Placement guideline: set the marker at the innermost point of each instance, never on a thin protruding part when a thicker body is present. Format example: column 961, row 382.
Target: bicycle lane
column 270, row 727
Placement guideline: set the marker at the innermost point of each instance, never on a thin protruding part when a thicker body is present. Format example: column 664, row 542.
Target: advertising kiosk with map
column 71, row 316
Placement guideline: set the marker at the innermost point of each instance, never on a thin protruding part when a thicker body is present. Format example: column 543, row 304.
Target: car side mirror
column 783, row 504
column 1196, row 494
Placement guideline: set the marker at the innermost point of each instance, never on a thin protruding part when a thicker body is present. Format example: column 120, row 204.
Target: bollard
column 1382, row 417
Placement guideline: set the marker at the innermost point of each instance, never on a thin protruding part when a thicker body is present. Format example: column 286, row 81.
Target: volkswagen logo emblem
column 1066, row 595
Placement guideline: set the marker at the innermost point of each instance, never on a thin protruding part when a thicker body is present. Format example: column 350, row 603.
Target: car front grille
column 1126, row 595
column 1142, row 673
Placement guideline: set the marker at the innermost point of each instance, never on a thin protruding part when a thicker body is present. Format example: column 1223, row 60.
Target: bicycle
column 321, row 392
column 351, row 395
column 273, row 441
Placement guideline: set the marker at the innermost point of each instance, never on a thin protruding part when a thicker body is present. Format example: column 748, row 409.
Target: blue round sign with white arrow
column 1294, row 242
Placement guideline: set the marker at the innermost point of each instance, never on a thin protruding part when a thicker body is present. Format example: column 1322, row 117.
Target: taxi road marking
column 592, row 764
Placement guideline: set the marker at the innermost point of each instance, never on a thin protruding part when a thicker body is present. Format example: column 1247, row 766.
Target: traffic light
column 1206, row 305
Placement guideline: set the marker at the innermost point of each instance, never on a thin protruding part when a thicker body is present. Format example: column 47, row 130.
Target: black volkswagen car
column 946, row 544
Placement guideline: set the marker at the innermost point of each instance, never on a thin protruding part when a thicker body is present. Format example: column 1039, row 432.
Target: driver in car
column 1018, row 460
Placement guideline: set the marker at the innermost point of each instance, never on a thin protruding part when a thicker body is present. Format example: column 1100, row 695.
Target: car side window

──────────

Directions for this task
Keeping each line exactly as it is, retype all of the data.

Written answer
Placement guideline: set the marker at the innermost point of each instance, never on a thin protruding part when a thicker body is present. Format example: column 961, row 382.
Target: bicycle lane
column 270, row 727
Placement guideline: set the marker at the innermost point of each instance, never on a thin protruding part when a thicker body is present. Format example: column 664, row 542.
Target: advertising kiosk with map
column 71, row 316
Placement guideline: set the marker at the innermost point of each instance, never on a thin protruding part when a thicker body is present. Format example: column 543, row 304.
Target: car side mirror
column 783, row 504
column 1196, row 494
Placement guideline: set the marker at the innermost point of each instance, never on a thin protruding part when a thicker body is present. Format example: column 120, row 204.
Target: bollard
column 1382, row 417
Placement guideline: set the marker at the innermost point of each instance, never on a thin protruding part when a thicker body is present. Format example: column 286, row 81.
Target: volkswagen logo emblem
column 1066, row 595
Placement guideline: set the marker at the innermost point of each instance, never on a thin protruding part when a thicker body is present. Format example: column 350, row 603.
Target: car front grille
column 1126, row 595
column 1142, row 673
Placement guideline: set the marker at the innermost point of each instance, never on a thin protruding part when a thicker body is present. Format example: column 1223, row 60.
Target: bicycle
column 321, row 392
column 351, row 395
column 273, row 441
Placement guideline: set the marker at the innermost point of each instance, never on a thin protruding part when a thicker body is present. Format example: column 748, row 409.
Target: blue round sign with white arrow
column 1294, row 242
Placement guideline: set the marker at the innermost point of each instance, never on a thin protruding part when a thicker body is present. Format example: column 1322, row 117.
Target: taxi road marking
column 592, row 764
Placement guideline: set the marker at the innermost point of each instance, never on a thin protruding part when a thicker body is present. Format example: column 1247, row 766.
Target: traffic light
column 1206, row 305
Placement guideline: set the marker at the innermost point of each instance, never on a thin protruding part when a thicker body is present. Format example: column 47, row 130.
Target: black volkswagen car
column 946, row 544
Placement guideline: set the marker at the innermost point of each instance, never on a thin protruding part when a thicker body is present. Format example: column 1039, row 432.
Target: driver in car
column 1018, row 460
Placement guideline: set the marker at the innermost point of each instance, never on a thin protruding part when a thicker body is present. Format example: column 1100, row 695.
Target: car side window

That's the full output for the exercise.